* **DIRECTION**
Provide an exact copy of the data, excluding the images.

* **MATERIAL PROVIDED**
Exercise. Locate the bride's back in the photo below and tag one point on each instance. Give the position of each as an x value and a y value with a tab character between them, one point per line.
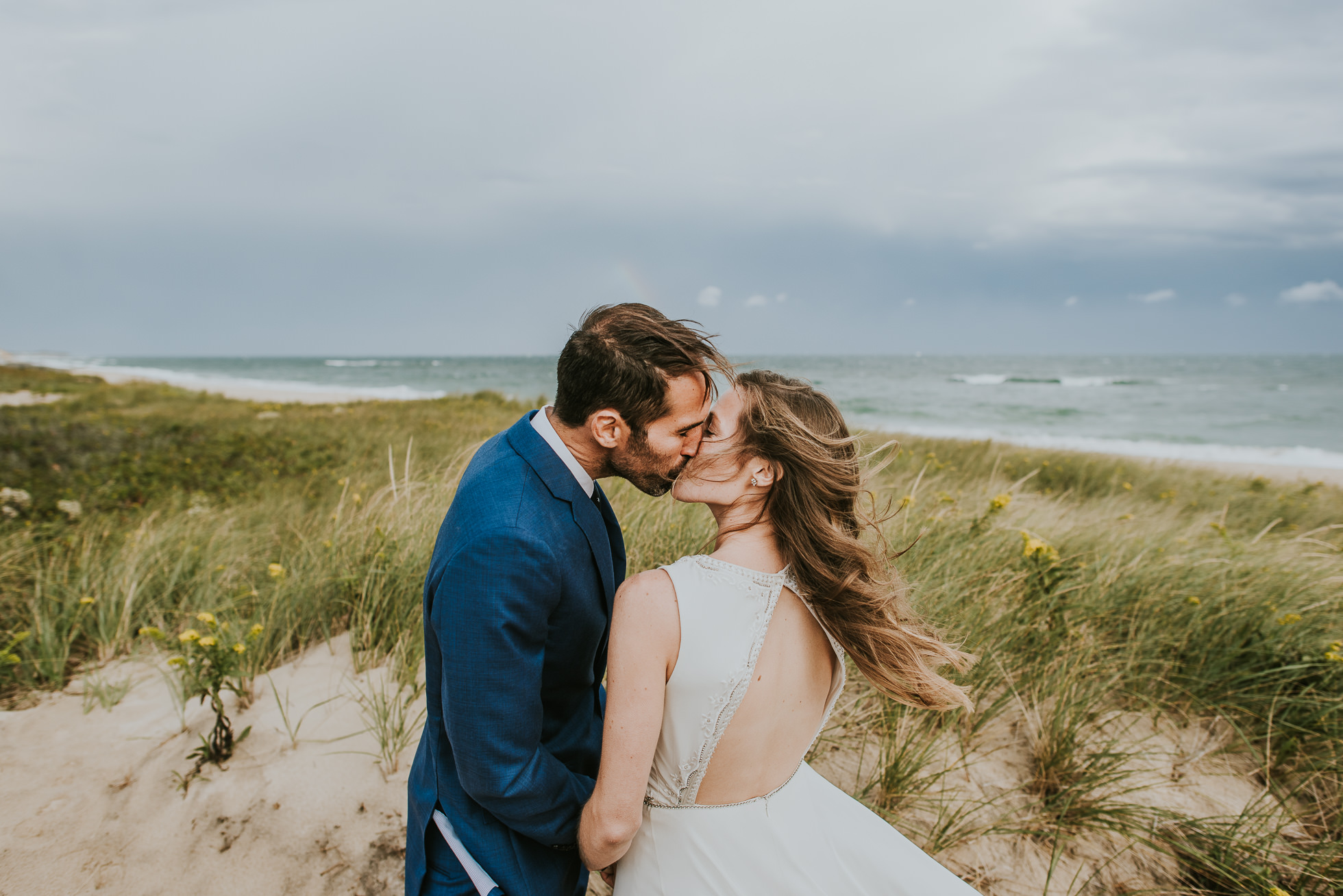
779	717
754	680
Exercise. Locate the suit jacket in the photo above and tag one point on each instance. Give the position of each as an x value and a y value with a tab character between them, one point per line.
517	612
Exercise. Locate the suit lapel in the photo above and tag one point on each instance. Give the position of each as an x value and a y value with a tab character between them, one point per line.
562	484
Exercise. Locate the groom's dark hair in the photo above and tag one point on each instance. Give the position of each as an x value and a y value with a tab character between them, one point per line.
622	356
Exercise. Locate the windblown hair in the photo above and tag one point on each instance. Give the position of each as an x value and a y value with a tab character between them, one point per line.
622	356
813	507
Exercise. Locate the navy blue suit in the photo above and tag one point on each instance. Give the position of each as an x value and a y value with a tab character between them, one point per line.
517	612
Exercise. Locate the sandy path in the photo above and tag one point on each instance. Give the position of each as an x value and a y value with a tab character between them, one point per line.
90	802
241	391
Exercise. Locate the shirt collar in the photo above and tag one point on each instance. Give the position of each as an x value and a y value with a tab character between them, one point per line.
541	423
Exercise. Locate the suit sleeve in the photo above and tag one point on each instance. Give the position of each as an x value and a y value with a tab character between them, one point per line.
491	614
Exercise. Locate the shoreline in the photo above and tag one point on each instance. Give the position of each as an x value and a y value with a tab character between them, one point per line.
264	393
238	390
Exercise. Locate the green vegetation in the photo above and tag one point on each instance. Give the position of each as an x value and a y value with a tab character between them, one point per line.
1118	609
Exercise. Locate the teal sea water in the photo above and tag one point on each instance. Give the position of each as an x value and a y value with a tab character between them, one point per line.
1252	409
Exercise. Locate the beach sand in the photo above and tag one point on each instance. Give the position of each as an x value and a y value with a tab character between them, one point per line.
25	397
92	805
241	391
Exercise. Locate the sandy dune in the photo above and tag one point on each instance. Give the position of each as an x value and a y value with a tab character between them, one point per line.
90	799
25	397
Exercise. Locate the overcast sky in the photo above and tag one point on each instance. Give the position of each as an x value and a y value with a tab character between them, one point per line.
433	177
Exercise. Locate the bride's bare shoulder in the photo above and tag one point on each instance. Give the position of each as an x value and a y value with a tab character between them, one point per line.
650	586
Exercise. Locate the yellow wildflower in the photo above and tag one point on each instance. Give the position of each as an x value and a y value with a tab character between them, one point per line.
1037	549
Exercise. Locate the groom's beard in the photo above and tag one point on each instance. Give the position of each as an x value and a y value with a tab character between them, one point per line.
643	469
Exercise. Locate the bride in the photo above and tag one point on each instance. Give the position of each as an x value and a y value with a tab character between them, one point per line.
724	668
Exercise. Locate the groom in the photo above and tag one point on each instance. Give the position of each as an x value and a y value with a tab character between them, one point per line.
517	608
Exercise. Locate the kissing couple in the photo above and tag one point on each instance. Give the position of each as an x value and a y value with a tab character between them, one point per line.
684	774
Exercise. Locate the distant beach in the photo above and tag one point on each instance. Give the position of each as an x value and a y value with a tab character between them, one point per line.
1255	415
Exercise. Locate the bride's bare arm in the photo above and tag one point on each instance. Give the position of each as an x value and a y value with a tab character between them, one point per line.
645	643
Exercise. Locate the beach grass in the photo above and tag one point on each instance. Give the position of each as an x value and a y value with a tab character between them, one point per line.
1159	680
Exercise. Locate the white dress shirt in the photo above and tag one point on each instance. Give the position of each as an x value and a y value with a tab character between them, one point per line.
480	878
541	423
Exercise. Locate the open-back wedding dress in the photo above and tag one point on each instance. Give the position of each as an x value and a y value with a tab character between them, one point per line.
805	837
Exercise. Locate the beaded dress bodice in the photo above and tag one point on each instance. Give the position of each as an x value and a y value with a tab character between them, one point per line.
726	613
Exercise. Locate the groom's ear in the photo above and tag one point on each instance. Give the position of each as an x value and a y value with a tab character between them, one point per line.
608	429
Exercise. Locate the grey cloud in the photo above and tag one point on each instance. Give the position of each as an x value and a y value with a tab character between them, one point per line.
504	166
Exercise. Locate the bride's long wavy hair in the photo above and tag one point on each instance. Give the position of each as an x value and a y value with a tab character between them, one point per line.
814	510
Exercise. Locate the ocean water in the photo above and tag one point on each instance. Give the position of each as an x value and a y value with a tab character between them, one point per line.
1250	409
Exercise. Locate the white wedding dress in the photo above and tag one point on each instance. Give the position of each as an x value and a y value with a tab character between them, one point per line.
807	836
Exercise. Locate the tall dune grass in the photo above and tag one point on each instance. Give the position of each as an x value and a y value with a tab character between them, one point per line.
1113	605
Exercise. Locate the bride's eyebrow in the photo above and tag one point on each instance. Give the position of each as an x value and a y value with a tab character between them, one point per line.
698	423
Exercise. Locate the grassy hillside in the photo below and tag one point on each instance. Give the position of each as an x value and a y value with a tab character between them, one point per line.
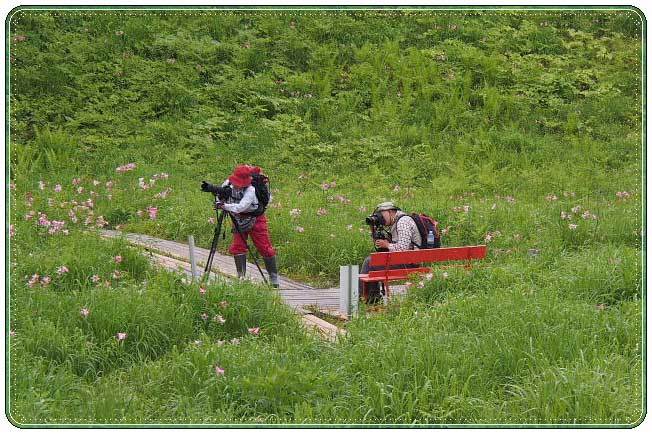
521	130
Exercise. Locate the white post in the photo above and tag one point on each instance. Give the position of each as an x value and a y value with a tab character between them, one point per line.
345	290
353	295
193	265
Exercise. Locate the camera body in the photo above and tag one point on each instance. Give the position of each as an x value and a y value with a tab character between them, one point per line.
222	193
375	219
378	231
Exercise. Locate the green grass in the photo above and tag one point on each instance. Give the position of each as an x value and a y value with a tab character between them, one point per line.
529	121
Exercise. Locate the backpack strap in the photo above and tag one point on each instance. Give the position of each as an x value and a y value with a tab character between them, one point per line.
418	230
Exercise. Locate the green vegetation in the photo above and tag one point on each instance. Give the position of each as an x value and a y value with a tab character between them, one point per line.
521	130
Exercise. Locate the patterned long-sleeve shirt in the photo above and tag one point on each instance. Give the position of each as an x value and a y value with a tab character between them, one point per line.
241	200
405	234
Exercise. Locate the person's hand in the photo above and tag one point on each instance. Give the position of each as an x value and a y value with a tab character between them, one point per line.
382	244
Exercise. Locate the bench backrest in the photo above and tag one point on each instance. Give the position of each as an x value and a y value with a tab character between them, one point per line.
385	259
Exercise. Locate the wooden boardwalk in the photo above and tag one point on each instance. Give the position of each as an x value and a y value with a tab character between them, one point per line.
174	255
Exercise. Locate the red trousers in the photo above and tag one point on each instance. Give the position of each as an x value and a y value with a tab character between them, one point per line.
260	237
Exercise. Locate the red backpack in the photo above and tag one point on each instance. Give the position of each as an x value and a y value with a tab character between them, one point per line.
426	226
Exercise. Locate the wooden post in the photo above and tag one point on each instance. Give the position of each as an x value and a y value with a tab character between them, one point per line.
193	264
348	290
353	295
345	290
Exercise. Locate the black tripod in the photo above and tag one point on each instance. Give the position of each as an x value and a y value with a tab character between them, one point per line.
216	237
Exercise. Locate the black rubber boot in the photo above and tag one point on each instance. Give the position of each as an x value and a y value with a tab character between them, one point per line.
270	265
241	265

* **OUTPUT FOR THIS TASK**
Exercise. Locate the bride's back in the photo below and tag one point on each instance. Give the position of each as an x value and a y value with a tab character between them, one point per line.
779	717
754	680
Exercise. Locate the suit jacket in the photo above and tag one point on each instance. Give the position of each as an x value and a y value with a tab character between them, one point per line.
517	612
Exercise. Locate the suit lapel in the photo above and tag one point on each instance. Give the position of each as an x value and a y value with a tab character between them, one point per line.
562	484
Exercise. Locate the groom's dark hair in the photo above and tag one point on each instance. Give the position of each as an x value and a y value with a tab character between them, one point per line.
622	356
Exercise. Locate the windblown hair in the photo above and tag one point on each instance. Give the position of each as an x value and a y value with a tab character between them, one point per line.
622	356
813	507
Exercise. Locate the navy blue suit in the photo above and tag one point on each instance. Give the position of each as an x value and a y value with a tab character between them, one point per line.
517	612
Exercise. Locate the sandy path in the photo above and tag one point on each instance. Give the position of each as an x value and a y value with a tab character between them, one point per line.
90	802
241	391
Exercise. Locate the shirt collar in the photo above and tag one point on each instance. Give the position of each as an x value and a y value with a tab character between them, one point per line.
541	423
Exercise. Locate the suit sleeve in the photo above and tag one point on each instance. Give the position of each as an x value and a y value with a tab character between them, one point per line.
491	614
Exercise. Locate the shoreline in the photo above and tag one point on each instance. Give the position of each as an x value and a y value with a tab character between them, one point per line.
264	393
238	390
Exercise. Locate the green vegetation in the photo above and tag one point on each instance. Give the position of each as an x value and a y value with a tab character between them, one point per line.
1118	609
Exercise. Locate the teal sea water in the photo above and tag one point on each instance. Give the position of each as an x value and a y value with a tab character between them, one point per line.
1252	409
Exercise. Locate the beach sand in the photo above and tag one point on each instance. Give the position of each as an x value and a y value with a tab character between them, one point per line.
25	397
92	805
241	391
Exercise. Locate the sandy dune in the photo above and tag one point on each instance. Give the position of each as an x value and a y value with a tab character between them, one point per line.
90	799
25	397
Exercise. Locate the overcast sky in the photo above and tag one point on each instance. Give the position of each as an x value and a y value with a tab character between them, one point per line.
433	177
Exercise. Locate the bride's bare shoulder in the photo above and tag one point on each instance. Give the position of each as an x value and a y value with a tab character between them, one point per line.
650	586
Exercise. Locate the yellow wildflower in the photo above and tag one point on each instance. Give the position of each as an x value and a y value with a tab character between them, one point per line.
1037	549
Exercise. Locate the groom's beard in the photo above and tag one point on each instance. Give the position of each as an x value and a y value with a tab character between them, one point per line.
643	469
Exercise. Locate the bride in the photo above and tag one point on each instance. Give the position of each as an x value and a y value with a tab character between them, one point per line.
724	668
Exercise. Locate the groom in the photo above and tag one point on each instance. Give the position of each as an x value and a y value with a tab character between them, one point per line.
517	608
Exercise. Locate the kissing couple in the photo above and tag one point on each instance. Give the position of each as an x value and a y value with a tab character between them, one point per line.
684	774
Exercise. Locate the distant beach in the photo above and tag one point on each instance. Give the position of each as an x value and a y value with a tab character between them, one point per line.
1255	415
Exercise. Locate the bride's bare arm in the photo above and tag one point on each instance. Give the position of each as an x value and a y value with a tab character between them, one point per line.
645	643
Exercise. Locate the beach grass in the photo above and tag one point on each instance. Give the position of each as an x value and a y value with a tab character between them, one point per line.
1159	680
Exercise. Locate the white dress shirt in the photo above and tag one point on each instance. Give the position of each as an x value and a y value with a tab character between them, one point per line.
480	878
541	423
Exercise. Locate the open-back wedding dress in the photo above and tag one point on each instance. Give the position of each as an x value and a y value with a tab character between them, one point per line.
805	837
Exercise. Locate the beaded dress bodice in the photo above and tag one point on each instance. Give the position of each as an x value and a y value with a tab character between them, one point per line.
726	613
Exercise. Locate the groom's ear in the photo above and tag one point on each instance. Give the position of each as an x value and a y value with a tab character between them, one point per line.
608	429
Exercise. Locate the grey cloud in the photo above and tag one point on each instance. Give the position of each as an x value and a y value with a tab character between them, one point per line.
504	166
Exercise. Locate the bride's long wavy hair in the photo above and tag one point on each instance. Give the position of each as an x value and a y value with a tab character between them, one point per line.
814	510
Exercise. Locate the ocean water in the photo above and tag one point on each instance. Give the position of each as an x value and a y value with a tab character between them, one point per line.
1250	409
Exercise. Locate the white wedding dress in the photo above and tag one point on each instance. Give the position of each as an x value and a y value with a tab character between them, one point per line.
807	836
Exercise. Locate the tall dune grass in the photo above and tag one point on each instance. Give the position of each as an x value and a y value with a tab character between them, one point per line.
1113	605
Exercise. Locate the bride's eyebrow in the photo above and tag one point on each instance. Give the position of each as an x value and a y value with a tab character between them, one point per line.
698	423
Exercise. Locate the grassy hillside in the photo below and tag one point on each instance. Give the position of each as an x value and a y value with a tab character between them, one point per line.
521	130
Exercise. Locate the white post in the photo above and tag one point on each instance. Give the position of each as an x value and a y value with a tab character between them, one point per line.
345	290
353	295
193	265
Exercise. Locate the camera body in the photo above and tag one point on each instance. Give the position of each as an x value and a y value with a tab character between them, one point per line.
222	193
375	219
378	231
Exercise. Locate the green grass in the photo above and tag one point on each instance. Give the position of each as an x value and a y value with a tab character between them, one point per line.
529	121
Exercise. Locate the backpack strap in the photo above and tag one point on each instance. Give the position of each as an x value and a y value with a tab character between them, one point per line.
418	230
Exercise. Locate the green vegetation in the photo above and tag one point on each instance. Give the position of each as an x value and a y value with a tab character between them, one point per line.
521	130
Exercise. Locate the patterned long-sleeve shirt in the photo above and tag one point on each instance. Give the position of each as an x value and a y value with a tab character between them, one point per line.
241	200
405	234
Exercise. Locate the person's hand in the photo above and tag one point on each instance. Give the position of each as an x value and a y value with a tab character between them, one point per line.
382	244
Exercise. Locate the bench backrest in the photo above and tag one point on each instance. Give the position of each as an x value and a y value with a tab character between them, one point per line.
385	259
Exercise. Locate the wooden boardwalk in the photo above and tag one point on each instance. Give the position of each as an x value and a y value with a tab character between them, one point per line.
174	255
Exercise. Locate the red trousers in the photo above and tag one point on each instance. Give the position of each as an x value and a y value with a tab character between them, one point per line.
260	237
Exercise. Locate the red backpack in the photo above and tag one point on each instance. Give the position of each as an x value and a y value with a tab character between them, one point per line.
426	226
Exercise. Locate the wooden post in the photo above and tag one point on each instance. Give the position of each as an x value and a y value with a tab character between them, one point per line.
193	264
348	290
353	295
345	290
Exercise. Locate the black tripod in the photo above and tag one point on each instance. Give the position of each as an x value and a y value with a tab character between them, one point per line.
216	237
Exercise. Locate the black rubber boot in the photo above and tag one point on each instance. Give the position of each as an x value and a y value with a tab character between them, one point per line.
270	265
241	265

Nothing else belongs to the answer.